● **The exercise**:
Pull out every line of the entries below that contains the word "parts", treating uppercase and lowercase letters as distinct.

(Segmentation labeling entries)
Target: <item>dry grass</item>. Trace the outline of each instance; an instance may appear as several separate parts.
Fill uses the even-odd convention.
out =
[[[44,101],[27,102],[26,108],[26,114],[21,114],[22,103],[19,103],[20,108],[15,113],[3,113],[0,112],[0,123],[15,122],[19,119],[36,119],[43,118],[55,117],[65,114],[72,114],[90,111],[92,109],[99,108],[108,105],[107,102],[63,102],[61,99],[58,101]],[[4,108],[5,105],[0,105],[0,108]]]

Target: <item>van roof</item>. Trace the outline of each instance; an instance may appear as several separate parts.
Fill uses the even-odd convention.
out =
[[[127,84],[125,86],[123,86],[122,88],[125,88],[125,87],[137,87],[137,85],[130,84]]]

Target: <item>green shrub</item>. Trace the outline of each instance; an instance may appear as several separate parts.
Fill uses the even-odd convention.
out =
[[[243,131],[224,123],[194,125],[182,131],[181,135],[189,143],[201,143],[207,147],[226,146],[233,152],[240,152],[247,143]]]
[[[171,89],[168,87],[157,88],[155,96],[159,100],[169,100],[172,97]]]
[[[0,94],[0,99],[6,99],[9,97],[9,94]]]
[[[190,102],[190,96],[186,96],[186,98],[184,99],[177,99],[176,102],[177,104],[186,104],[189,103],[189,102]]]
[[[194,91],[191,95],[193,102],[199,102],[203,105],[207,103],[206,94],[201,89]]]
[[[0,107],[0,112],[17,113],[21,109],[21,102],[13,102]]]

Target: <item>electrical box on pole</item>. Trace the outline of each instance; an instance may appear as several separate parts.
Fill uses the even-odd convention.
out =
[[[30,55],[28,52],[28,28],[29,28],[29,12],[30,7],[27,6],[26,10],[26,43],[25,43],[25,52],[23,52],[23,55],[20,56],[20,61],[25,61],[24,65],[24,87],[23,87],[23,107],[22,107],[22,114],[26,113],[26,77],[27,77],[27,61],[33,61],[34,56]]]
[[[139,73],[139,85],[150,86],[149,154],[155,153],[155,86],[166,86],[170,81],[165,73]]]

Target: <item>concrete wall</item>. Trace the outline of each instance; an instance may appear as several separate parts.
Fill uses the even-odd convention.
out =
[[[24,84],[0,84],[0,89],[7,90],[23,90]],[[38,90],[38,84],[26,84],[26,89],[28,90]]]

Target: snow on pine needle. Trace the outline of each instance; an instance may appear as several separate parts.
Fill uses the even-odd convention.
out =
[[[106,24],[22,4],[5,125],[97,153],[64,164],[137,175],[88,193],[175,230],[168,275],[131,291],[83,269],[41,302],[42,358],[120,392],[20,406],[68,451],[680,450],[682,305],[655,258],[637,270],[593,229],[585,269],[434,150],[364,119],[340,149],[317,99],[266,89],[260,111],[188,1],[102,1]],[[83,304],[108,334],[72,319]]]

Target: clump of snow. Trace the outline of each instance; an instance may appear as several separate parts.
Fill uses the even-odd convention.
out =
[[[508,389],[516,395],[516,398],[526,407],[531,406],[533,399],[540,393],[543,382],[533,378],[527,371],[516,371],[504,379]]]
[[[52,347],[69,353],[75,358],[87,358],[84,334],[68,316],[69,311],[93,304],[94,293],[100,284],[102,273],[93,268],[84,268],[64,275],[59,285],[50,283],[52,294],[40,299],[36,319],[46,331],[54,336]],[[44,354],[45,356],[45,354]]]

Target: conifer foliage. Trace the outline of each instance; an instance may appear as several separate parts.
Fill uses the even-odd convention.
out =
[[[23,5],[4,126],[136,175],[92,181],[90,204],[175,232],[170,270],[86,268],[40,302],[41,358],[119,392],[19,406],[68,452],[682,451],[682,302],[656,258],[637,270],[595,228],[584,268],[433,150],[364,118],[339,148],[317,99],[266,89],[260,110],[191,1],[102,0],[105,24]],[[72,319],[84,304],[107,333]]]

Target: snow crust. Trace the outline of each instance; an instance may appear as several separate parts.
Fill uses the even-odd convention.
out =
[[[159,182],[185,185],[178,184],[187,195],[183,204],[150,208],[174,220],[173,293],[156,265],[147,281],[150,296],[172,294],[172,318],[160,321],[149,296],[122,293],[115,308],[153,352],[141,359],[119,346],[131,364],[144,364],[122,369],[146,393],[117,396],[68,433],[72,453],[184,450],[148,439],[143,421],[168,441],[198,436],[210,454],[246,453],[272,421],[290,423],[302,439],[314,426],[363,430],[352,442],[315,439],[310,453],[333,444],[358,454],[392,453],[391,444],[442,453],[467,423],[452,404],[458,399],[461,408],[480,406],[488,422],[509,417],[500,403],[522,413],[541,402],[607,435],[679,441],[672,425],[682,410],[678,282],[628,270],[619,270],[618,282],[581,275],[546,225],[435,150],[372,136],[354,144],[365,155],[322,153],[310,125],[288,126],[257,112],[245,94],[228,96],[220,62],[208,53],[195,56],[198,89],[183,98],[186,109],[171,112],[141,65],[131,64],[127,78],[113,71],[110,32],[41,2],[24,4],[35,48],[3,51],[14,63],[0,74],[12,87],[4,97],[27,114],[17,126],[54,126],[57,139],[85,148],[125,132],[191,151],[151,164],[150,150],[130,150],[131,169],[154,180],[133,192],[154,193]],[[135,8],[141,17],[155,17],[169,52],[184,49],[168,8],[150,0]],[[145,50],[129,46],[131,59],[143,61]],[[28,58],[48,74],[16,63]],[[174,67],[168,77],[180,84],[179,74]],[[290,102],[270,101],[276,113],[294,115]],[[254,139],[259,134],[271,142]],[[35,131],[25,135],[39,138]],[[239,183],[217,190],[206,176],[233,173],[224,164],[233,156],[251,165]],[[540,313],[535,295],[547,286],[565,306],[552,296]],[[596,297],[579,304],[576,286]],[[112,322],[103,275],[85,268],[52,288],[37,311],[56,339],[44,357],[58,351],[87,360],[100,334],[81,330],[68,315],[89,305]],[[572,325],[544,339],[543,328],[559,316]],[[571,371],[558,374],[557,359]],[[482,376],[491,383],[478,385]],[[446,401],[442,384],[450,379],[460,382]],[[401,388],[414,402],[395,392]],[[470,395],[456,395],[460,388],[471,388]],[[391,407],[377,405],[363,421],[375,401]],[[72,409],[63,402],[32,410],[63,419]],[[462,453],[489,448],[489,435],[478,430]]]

● **Completed task**:
Target: <item>dry grass</item>. Trace the outline of each instance; an instance may appear as several separate parts.
Target: <item>van roof</item>. Trace the outline of each instance; an instance may appear as several separate parts.
Target: <item>green shrub</item>. Trace the outline of each instance; an instance may appear as several separate parts.
Target: <item>electrical box on pole</item>. Trace the outline of each instance; an instance may appear as several separate parts.
Target: <item>concrete wall</item>. Trace the outline of each instance; an instance may appear as several separate parts.
Target: snow on pine needle. Trace the outline of each instance; an instance may appear as several separate parts.
Target: clump of snow. Trace the outline of each instance; an instance may appear as several separate parts.
Target: conifer foliage. Trace the outline of each instance; an instance may appear as several separate parts.
Target: snow crust. Trace the outline of each instance; an instance may appear as several separate parts.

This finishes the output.